Records provided:
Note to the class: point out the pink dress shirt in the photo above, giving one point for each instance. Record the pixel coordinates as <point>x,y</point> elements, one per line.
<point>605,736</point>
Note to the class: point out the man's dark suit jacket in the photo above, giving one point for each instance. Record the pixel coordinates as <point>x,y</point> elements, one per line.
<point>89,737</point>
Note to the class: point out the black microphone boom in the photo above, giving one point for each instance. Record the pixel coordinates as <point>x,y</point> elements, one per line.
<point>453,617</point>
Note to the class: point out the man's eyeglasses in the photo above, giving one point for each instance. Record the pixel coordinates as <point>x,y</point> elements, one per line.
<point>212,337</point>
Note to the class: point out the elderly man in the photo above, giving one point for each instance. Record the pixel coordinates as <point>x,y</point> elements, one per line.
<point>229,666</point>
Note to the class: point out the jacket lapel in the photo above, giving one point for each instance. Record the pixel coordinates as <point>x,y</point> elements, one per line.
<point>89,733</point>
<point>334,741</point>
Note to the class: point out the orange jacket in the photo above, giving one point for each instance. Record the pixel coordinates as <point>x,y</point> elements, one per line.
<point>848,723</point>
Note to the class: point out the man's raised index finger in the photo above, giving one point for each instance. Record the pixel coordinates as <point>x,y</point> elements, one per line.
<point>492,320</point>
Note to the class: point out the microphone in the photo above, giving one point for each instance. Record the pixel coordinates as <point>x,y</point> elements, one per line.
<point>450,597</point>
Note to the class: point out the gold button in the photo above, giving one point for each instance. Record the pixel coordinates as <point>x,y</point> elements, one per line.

==

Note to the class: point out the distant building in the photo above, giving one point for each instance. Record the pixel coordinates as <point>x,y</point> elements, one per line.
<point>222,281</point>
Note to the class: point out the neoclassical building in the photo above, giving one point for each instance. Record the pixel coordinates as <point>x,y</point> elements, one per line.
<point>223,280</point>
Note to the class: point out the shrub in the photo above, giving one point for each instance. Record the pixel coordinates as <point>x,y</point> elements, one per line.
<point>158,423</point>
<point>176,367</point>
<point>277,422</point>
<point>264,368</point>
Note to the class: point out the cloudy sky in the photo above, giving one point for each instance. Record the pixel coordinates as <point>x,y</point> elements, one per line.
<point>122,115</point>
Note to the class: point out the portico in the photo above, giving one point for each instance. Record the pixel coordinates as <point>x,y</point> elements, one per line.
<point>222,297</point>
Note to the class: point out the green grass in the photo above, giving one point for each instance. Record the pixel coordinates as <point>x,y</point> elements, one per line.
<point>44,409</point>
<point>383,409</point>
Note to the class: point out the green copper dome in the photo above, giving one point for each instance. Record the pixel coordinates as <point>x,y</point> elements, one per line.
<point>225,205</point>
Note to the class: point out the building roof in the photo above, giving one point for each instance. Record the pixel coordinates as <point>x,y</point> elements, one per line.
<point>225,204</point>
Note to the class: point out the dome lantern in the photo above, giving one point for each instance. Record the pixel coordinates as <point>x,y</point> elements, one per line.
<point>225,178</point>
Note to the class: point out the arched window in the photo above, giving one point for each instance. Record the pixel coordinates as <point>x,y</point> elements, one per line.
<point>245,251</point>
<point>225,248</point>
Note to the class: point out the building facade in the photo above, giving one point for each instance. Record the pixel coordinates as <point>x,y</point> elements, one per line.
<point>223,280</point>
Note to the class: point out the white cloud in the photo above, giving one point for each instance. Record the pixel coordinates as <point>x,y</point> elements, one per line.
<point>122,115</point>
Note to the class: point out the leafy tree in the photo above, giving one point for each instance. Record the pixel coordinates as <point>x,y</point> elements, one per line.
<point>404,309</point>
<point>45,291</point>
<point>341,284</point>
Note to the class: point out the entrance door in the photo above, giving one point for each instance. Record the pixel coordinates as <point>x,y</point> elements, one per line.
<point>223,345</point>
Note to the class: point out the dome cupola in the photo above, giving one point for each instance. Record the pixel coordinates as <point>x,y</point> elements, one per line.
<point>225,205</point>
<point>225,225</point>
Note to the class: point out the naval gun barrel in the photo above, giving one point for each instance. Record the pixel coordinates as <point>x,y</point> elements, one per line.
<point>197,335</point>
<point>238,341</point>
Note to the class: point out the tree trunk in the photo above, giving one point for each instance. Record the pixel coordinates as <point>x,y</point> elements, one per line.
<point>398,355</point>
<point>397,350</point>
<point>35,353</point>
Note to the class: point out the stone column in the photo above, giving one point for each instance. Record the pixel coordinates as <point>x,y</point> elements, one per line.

--

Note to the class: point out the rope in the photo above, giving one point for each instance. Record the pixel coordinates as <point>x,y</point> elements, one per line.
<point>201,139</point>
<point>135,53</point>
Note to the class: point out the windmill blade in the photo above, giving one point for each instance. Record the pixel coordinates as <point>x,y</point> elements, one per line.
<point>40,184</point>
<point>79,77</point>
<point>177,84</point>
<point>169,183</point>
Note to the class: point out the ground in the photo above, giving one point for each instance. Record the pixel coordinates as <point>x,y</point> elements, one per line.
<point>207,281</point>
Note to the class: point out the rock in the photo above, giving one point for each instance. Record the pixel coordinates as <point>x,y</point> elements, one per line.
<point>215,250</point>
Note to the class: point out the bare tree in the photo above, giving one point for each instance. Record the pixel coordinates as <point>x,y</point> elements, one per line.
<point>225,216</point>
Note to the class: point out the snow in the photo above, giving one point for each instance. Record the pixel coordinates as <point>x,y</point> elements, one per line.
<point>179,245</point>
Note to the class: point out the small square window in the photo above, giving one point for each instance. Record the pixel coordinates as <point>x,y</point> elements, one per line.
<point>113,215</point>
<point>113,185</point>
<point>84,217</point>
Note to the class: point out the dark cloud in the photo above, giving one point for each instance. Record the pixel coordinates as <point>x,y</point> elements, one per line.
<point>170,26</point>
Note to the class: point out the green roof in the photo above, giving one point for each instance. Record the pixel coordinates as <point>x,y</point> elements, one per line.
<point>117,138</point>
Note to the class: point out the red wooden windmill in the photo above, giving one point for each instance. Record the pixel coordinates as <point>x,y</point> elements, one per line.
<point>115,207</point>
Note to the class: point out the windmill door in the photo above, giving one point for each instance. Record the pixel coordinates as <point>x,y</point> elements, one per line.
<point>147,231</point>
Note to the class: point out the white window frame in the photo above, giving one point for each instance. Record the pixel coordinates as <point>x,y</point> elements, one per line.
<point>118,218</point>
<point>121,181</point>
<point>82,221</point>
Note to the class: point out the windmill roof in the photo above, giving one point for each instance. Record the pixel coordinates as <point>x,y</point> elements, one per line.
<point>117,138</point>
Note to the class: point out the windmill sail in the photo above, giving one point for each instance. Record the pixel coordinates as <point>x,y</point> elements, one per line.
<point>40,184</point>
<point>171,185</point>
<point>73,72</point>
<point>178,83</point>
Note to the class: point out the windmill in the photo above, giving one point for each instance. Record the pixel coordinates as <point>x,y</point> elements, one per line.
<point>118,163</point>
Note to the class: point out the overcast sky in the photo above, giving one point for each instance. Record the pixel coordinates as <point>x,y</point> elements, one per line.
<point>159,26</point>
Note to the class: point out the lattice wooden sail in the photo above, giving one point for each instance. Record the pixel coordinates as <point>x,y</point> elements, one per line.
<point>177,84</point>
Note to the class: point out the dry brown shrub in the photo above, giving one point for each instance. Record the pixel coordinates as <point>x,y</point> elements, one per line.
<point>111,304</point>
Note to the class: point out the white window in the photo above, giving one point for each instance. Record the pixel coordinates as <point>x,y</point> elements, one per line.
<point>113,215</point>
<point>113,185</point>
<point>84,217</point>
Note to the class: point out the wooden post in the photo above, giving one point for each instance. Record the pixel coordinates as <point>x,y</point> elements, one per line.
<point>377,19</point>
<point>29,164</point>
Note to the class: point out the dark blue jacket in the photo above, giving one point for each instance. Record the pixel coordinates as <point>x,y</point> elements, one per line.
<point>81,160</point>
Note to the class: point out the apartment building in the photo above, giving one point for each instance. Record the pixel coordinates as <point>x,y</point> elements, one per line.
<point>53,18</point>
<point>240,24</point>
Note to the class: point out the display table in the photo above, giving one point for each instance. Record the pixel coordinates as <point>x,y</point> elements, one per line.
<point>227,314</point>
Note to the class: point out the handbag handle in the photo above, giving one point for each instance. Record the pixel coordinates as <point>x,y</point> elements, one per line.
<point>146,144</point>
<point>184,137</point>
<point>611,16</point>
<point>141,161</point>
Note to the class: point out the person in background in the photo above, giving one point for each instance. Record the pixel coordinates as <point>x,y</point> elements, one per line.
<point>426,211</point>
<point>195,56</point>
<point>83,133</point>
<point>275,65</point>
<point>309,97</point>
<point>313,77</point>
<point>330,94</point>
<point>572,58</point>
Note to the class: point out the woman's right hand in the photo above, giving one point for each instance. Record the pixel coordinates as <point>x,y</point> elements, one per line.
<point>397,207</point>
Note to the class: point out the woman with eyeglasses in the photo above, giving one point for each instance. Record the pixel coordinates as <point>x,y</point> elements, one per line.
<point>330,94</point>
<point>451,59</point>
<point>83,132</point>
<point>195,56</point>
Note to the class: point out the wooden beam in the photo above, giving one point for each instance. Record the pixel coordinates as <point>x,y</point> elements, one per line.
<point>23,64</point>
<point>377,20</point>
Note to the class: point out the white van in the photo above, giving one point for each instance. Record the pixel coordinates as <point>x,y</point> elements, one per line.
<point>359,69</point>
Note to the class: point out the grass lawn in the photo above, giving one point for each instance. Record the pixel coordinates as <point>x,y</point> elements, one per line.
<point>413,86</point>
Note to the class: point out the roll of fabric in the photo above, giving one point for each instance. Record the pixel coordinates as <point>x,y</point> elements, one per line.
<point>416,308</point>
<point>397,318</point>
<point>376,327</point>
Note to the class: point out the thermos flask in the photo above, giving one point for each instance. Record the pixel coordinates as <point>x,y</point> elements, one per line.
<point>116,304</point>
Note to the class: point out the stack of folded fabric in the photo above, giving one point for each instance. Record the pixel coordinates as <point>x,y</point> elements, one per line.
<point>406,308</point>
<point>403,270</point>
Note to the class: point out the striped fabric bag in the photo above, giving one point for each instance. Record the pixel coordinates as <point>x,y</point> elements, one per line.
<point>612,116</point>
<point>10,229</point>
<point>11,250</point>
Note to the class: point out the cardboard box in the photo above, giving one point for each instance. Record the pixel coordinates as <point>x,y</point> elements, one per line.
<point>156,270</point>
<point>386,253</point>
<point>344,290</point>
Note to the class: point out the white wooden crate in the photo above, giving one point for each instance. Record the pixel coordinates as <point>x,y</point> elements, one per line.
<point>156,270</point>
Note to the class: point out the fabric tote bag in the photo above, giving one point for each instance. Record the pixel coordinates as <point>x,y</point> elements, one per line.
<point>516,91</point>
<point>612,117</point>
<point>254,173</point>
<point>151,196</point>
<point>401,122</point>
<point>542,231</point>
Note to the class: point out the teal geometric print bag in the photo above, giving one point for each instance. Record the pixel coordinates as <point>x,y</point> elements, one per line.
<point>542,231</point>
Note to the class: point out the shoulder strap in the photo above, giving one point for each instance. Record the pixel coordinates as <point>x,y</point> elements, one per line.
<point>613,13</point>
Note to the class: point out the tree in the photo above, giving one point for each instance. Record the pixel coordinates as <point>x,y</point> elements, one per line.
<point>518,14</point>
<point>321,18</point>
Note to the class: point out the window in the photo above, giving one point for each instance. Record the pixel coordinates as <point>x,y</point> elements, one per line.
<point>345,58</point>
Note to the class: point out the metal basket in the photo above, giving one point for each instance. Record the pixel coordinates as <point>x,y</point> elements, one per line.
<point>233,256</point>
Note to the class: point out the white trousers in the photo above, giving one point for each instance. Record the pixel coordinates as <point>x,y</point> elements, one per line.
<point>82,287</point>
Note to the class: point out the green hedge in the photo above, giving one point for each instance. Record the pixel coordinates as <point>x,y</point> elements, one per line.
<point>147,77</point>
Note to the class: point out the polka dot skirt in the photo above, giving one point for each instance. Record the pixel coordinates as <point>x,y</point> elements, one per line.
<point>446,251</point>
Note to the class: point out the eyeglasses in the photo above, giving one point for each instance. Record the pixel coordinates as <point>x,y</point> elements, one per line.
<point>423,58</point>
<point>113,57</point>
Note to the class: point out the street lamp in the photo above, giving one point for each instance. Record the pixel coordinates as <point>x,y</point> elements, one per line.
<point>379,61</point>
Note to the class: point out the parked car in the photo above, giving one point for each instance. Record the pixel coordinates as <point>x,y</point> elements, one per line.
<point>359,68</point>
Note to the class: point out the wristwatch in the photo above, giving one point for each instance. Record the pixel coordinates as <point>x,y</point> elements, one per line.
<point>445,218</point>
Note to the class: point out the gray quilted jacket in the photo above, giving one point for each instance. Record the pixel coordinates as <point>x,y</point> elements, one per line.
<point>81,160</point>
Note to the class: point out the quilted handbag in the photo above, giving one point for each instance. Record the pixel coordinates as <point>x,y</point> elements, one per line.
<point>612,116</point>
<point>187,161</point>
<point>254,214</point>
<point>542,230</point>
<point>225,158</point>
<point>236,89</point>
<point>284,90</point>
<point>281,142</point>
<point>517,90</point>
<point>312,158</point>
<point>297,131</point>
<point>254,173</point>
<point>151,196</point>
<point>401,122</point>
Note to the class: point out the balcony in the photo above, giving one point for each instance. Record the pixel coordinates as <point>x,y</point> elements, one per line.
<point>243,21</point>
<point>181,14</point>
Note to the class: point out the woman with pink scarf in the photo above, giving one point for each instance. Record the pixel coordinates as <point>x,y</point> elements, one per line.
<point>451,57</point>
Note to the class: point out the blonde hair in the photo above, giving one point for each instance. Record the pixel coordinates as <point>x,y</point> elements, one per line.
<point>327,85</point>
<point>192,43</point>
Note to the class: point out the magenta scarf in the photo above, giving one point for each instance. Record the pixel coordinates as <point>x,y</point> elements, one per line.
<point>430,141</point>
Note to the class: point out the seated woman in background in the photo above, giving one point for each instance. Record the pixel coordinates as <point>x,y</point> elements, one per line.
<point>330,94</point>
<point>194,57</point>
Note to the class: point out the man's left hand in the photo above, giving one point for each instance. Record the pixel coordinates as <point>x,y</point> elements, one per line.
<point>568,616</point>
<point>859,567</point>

To do: Transcribe the records above from the line holding "Note to the class: point out the orange" down to the line holding "Note to the class: point out the gold", inclusive, without adding anything.

Solution to this exercise:
Note to the class: point out the orange jacket in the photo above, giving one point for each instance. Record the pixel coordinates as <point>x,y</point> elements, one per line.
<point>848,723</point>
Note to the class: point out the man's raised index finger in the photo above, giving one point for each instance. Record the pixel coordinates as <point>x,y</point> elements, one per line.
<point>492,320</point>
Note to the class: point out the microphone in the photo above, giving one point for each instance. Record the pixel coordinates as <point>x,y</point> elements, one per line.
<point>450,597</point>
Note to the class: point out the gold button in the photo above, giving one point for each instance. Record the pixel coordinates as <point>x,y</point> elements, one per line.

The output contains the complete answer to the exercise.